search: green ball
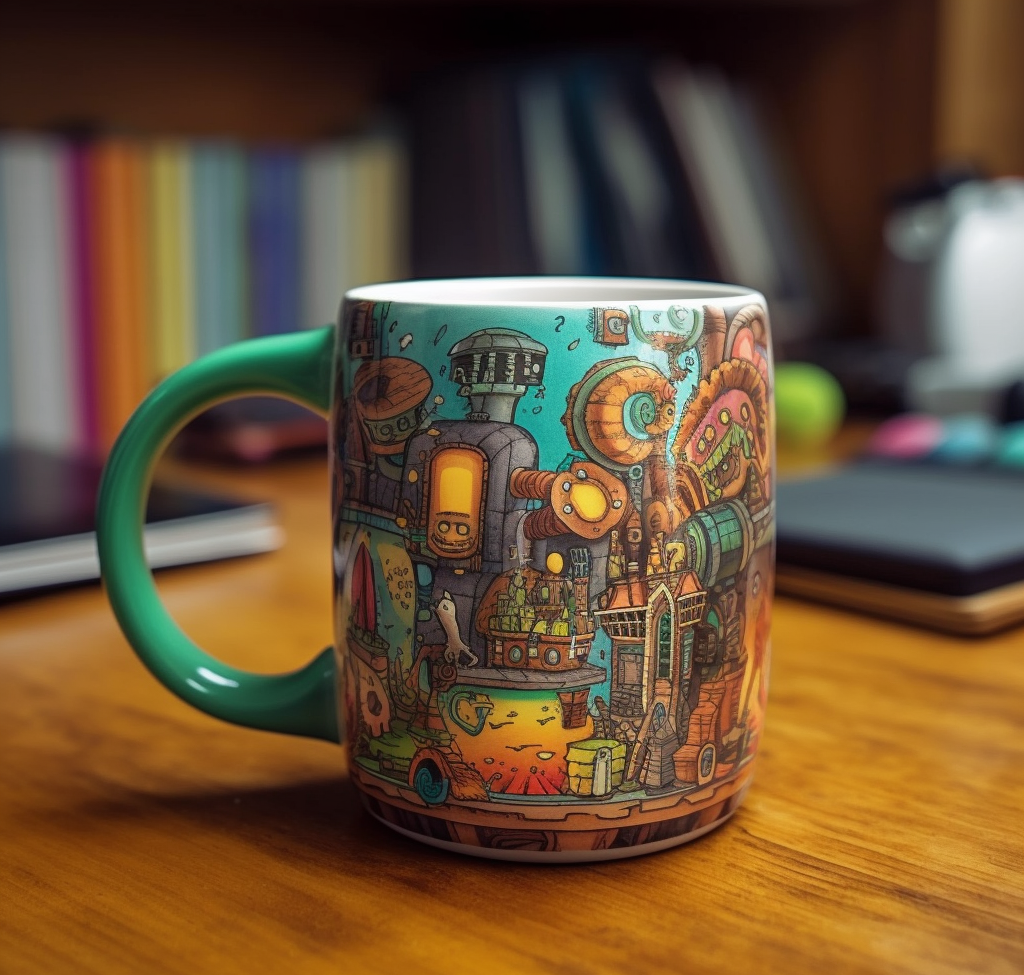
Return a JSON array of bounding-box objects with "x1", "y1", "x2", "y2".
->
[{"x1": 775, "y1": 363, "x2": 846, "y2": 447}]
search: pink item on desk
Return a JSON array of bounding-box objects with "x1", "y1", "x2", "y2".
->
[{"x1": 867, "y1": 413, "x2": 944, "y2": 460}]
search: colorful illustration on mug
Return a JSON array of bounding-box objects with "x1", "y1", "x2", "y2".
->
[{"x1": 335, "y1": 303, "x2": 773, "y2": 843}]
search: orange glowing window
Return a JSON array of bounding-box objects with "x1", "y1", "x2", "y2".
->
[{"x1": 427, "y1": 447, "x2": 484, "y2": 558}]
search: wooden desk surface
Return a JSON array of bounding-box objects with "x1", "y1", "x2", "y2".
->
[{"x1": 0, "y1": 452, "x2": 1024, "y2": 975}]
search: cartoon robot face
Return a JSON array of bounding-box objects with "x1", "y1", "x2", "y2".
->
[
  {"x1": 362, "y1": 408, "x2": 422, "y2": 455},
  {"x1": 427, "y1": 447, "x2": 485, "y2": 559}
]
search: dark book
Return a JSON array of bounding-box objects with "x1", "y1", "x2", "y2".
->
[
  {"x1": 776, "y1": 461, "x2": 1024, "y2": 634},
  {"x1": 0, "y1": 444, "x2": 283, "y2": 595}
]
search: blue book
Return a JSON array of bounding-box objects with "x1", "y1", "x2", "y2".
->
[
  {"x1": 191, "y1": 142, "x2": 249, "y2": 354},
  {"x1": 248, "y1": 150, "x2": 302, "y2": 335}
]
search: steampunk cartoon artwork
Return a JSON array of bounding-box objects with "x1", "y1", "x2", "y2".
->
[{"x1": 334, "y1": 292, "x2": 774, "y2": 850}]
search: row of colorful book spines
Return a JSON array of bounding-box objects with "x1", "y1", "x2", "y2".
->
[{"x1": 0, "y1": 131, "x2": 403, "y2": 450}]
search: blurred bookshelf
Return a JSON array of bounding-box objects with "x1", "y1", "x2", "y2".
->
[{"x1": 0, "y1": 0, "x2": 1024, "y2": 453}]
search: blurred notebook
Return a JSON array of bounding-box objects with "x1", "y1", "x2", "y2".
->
[
  {"x1": 776, "y1": 461, "x2": 1024, "y2": 634},
  {"x1": 0, "y1": 444, "x2": 283, "y2": 596}
]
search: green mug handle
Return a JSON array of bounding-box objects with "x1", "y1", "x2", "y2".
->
[{"x1": 96, "y1": 327, "x2": 341, "y2": 741}]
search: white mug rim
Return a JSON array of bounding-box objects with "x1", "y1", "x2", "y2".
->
[{"x1": 345, "y1": 274, "x2": 765, "y2": 308}]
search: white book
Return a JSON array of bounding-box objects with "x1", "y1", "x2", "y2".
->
[
  {"x1": 0, "y1": 135, "x2": 80, "y2": 448},
  {"x1": 299, "y1": 143, "x2": 358, "y2": 329}
]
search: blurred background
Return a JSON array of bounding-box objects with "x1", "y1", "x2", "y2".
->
[{"x1": 0, "y1": 0, "x2": 1024, "y2": 455}]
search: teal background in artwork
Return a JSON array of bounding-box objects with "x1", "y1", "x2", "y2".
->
[{"x1": 345, "y1": 302, "x2": 700, "y2": 470}]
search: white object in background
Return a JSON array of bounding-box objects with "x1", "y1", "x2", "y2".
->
[
  {"x1": 907, "y1": 179, "x2": 1024, "y2": 414},
  {"x1": 0, "y1": 135, "x2": 79, "y2": 448}
]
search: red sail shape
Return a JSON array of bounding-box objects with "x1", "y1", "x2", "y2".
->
[{"x1": 352, "y1": 543, "x2": 377, "y2": 633}]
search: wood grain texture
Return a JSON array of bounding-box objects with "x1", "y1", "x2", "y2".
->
[{"x1": 0, "y1": 452, "x2": 1024, "y2": 975}]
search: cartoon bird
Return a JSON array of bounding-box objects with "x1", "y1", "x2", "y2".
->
[{"x1": 434, "y1": 589, "x2": 480, "y2": 667}]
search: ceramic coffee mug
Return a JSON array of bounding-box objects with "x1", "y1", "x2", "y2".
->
[{"x1": 98, "y1": 278, "x2": 774, "y2": 860}]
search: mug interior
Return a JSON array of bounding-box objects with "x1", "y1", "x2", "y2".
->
[{"x1": 345, "y1": 275, "x2": 758, "y2": 307}]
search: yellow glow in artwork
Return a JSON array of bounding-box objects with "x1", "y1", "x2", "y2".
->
[{"x1": 427, "y1": 447, "x2": 483, "y2": 558}]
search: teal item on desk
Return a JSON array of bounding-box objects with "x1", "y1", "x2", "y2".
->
[
  {"x1": 992, "y1": 420, "x2": 1024, "y2": 470},
  {"x1": 930, "y1": 414, "x2": 998, "y2": 464}
]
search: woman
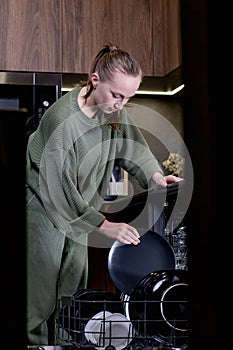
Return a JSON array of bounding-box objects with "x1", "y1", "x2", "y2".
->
[{"x1": 27, "y1": 43, "x2": 180, "y2": 345}]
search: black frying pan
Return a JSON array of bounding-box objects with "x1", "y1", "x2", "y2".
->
[{"x1": 108, "y1": 230, "x2": 175, "y2": 295}]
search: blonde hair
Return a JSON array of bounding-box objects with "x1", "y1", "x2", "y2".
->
[{"x1": 81, "y1": 41, "x2": 142, "y2": 131}]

#####

What to work on :: Please lay out the stretch from the row containing "search: blonde hair" through the last row above as a two-column CSV with the headers input and output. Put each row's text and its answer in one quoted field apiece, with line breaks replaced by spaces.

Completed exercise ::
input,output
"search: blonde hair Return a JSON array of bounding-box objects with ""x1"", ""y1"", ""x2"", ""y2"". ->","[{""x1"": 81, ""y1"": 41, ""x2"": 142, ""y2"": 131}]"